I think differently than I used to about myself.  Getting to a core understanding of what my motivations, catalysts and other unconscious issues are is a little less important than it has been through my life.  I spent a lifetime starring at my navel, looking inward.  The long search for the "why" about who and what I am will not come to a nice neat conclusion as I long dreamed it would. The point now, is to let go.  

Sunday 21 July 2013

I saw The Dr. last Monday.  The Monday before, July 1 st, I had called and left a message asking The Dr. to send my pharmacy a script for prednisone.  He had given me a pred prescription at the end of May, with two repeats.  I had gone through those, and the pharmacist had extended me another.  The time between pred bursts had shrunk to just days and it was pointless to suffer needlessly. I wrote last time about seeing a rheumatologist to deal with osteo and rheumatoid issues and The Dr. was not aware I had, so I was rightly expecting resistance to my pred binge.  June called me on Wed July 3rd to tell me to come in to see The Dr. about The Prednisone Prescriptions.  You can tell when June is telling you something in code, giving you a heads up.

= = = = = = =

Please continue the journal entry about the prednisone prescription, picking up right after its last sentence.

= = = = = = =

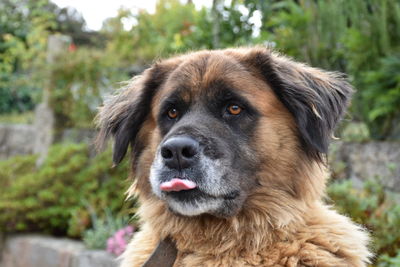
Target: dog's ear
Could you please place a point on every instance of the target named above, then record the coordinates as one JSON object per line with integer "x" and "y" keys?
{"x": 317, "y": 99}
{"x": 123, "y": 114}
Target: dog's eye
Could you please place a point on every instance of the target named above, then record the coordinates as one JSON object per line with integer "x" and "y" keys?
{"x": 234, "y": 109}
{"x": 173, "y": 113}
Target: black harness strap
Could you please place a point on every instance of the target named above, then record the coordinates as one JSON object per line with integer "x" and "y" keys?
{"x": 164, "y": 255}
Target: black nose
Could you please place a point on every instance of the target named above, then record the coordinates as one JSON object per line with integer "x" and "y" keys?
{"x": 179, "y": 152}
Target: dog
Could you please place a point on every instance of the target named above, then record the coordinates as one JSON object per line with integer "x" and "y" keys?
{"x": 228, "y": 155}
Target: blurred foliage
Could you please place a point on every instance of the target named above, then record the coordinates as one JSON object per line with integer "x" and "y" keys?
{"x": 102, "y": 229}
{"x": 78, "y": 80}
{"x": 358, "y": 37}
{"x": 54, "y": 198}
{"x": 376, "y": 210}
{"x": 26, "y": 117}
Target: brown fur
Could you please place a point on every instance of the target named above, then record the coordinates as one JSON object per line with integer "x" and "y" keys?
{"x": 284, "y": 221}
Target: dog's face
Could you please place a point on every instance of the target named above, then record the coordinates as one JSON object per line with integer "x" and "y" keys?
{"x": 210, "y": 128}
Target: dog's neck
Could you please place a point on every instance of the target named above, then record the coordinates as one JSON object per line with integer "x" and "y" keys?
{"x": 239, "y": 233}
{"x": 265, "y": 218}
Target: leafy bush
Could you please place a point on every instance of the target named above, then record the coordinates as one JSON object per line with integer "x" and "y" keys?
{"x": 79, "y": 80}
{"x": 103, "y": 228}
{"x": 54, "y": 198}
{"x": 376, "y": 210}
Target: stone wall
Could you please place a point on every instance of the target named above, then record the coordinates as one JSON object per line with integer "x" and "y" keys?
{"x": 40, "y": 251}
{"x": 16, "y": 139}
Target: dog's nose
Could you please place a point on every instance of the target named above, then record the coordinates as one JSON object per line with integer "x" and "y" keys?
{"x": 179, "y": 152}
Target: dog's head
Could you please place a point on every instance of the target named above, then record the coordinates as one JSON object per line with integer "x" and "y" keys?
{"x": 208, "y": 129}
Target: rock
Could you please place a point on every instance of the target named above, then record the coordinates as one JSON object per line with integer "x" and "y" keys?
{"x": 16, "y": 139}
{"x": 40, "y": 251}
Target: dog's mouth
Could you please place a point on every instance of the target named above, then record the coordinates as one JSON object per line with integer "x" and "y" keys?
{"x": 177, "y": 184}
{"x": 186, "y": 190}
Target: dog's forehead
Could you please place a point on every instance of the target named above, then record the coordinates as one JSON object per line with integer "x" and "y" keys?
{"x": 205, "y": 73}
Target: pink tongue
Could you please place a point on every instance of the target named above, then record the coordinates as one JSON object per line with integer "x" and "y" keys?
{"x": 177, "y": 184}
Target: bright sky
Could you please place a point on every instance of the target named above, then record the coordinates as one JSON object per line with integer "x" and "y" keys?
{"x": 96, "y": 11}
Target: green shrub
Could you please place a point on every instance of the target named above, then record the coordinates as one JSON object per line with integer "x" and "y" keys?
{"x": 102, "y": 229}
{"x": 54, "y": 198}
{"x": 376, "y": 210}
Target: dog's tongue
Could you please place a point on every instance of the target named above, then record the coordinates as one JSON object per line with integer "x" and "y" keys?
{"x": 177, "y": 184}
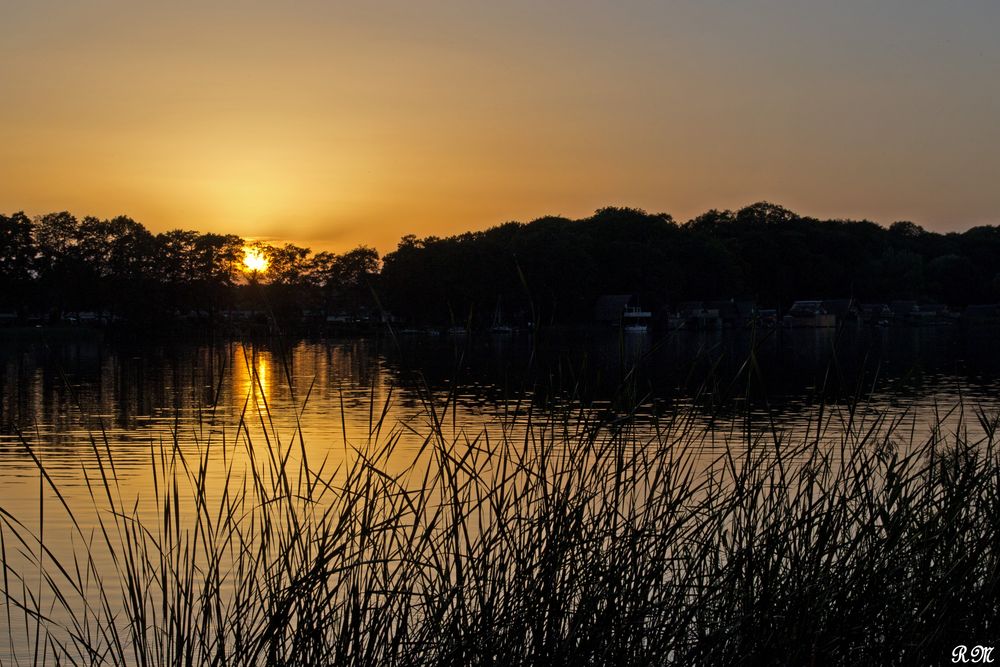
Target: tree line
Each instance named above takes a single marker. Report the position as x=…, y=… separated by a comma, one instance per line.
x=550, y=270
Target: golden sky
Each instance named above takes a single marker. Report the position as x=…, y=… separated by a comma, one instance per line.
x=334, y=124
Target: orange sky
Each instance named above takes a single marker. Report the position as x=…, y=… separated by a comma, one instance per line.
x=337, y=125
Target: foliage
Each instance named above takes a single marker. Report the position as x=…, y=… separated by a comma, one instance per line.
x=551, y=270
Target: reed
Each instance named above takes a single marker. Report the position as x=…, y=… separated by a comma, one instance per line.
x=549, y=538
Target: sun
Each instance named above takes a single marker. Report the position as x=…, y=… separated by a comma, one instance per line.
x=254, y=260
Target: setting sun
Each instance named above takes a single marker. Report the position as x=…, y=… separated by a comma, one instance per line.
x=254, y=260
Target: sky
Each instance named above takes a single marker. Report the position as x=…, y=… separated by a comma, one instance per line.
x=337, y=124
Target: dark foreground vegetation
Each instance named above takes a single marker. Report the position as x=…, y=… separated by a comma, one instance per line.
x=551, y=270
x=563, y=540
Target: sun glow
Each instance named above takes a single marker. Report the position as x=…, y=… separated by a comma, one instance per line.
x=254, y=260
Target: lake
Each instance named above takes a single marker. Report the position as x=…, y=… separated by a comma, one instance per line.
x=80, y=404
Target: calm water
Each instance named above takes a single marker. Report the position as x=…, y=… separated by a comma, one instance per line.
x=57, y=395
x=80, y=401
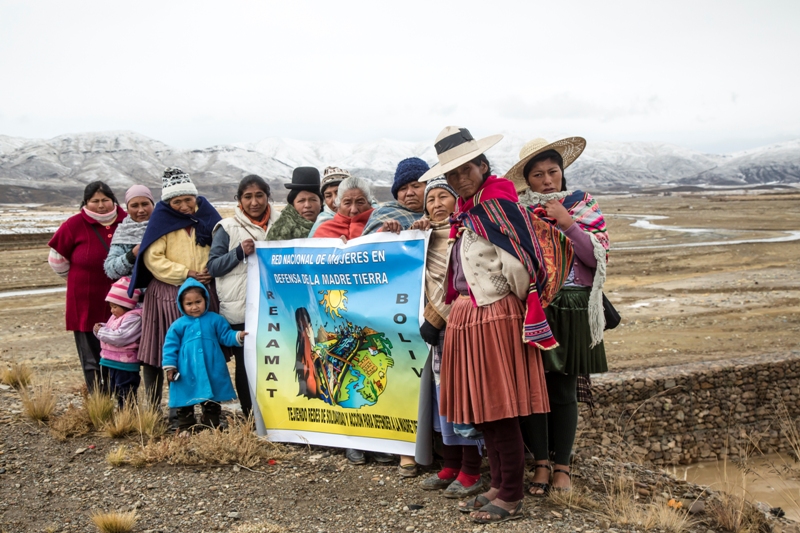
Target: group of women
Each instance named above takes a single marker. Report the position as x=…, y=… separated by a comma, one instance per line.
x=513, y=288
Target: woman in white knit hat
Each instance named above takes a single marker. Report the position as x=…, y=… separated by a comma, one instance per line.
x=175, y=247
x=575, y=314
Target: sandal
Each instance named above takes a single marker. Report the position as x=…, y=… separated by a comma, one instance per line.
x=409, y=470
x=569, y=475
x=501, y=514
x=474, y=504
x=544, y=487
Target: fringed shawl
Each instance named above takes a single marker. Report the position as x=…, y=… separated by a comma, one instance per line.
x=436, y=267
x=494, y=214
x=343, y=226
x=129, y=232
x=586, y=214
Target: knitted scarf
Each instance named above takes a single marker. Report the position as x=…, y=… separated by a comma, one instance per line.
x=586, y=214
x=391, y=211
x=290, y=225
x=436, y=267
x=494, y=214
x=129, y=232
x=165, y=220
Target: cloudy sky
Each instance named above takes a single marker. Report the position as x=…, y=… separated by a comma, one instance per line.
x=714, y=76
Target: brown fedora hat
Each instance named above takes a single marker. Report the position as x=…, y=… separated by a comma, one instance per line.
x=569, y=148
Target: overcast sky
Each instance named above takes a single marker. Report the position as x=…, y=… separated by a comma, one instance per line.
x=713, y=76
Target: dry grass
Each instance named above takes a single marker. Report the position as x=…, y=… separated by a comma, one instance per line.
x=18, y=375
x=622, y=508
x=258, y=528
x=733, y=513
x=118, y=456
x=577, y=498
x=100, y=407
x=74, y=422
x=123, y=422
x=114, y=522
x=235, y=445
x=39, y=403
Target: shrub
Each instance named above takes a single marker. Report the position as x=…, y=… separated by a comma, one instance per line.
x=17, y=376
x=74, y=422
x=114, y=522
x=100, y=407
x=39, y=403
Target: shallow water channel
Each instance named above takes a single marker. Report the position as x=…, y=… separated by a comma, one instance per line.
x=764, y=479
x=668, y=236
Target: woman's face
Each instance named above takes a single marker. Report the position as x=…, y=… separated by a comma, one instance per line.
x=308, y=205
x=467, y=179
x=354, y=202
x=440, y=204
x=330, y=196
x=184, y=204
x=545, y=177
x=100, y=203
x=254, y=201
x=140, y=208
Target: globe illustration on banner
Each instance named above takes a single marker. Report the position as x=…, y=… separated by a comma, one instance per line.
x=347, y=366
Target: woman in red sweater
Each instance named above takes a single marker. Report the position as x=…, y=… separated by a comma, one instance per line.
x=77, y=253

= = = = = = =

_Response_.
  My spirits, my mindset, frame of mind has not been as positive as it has been for the last year.  The last month specifically I had, began to doubt that I could ever have a transplant because I have cancer.  That doubt turned into a certainty as I researched deeper and found many jurisdictions where any type of cancer, anytime, cured or not would disqualify you for any kind of transplant.  The most liberal places allowed for it but only in situations where the patient had been cancer free for a period of five years.   I have been worried that I might fall into a depression.  Depression has been far away from me for a long time now, the better part of a decade.  I really do not want to experience that while either fighting for my life through a transplant or living a meaningful death if I am told I can't have one.  I think just recognizing the dangerous times and old feelings will be enough to avoid the blackness.  I hope.  I hope.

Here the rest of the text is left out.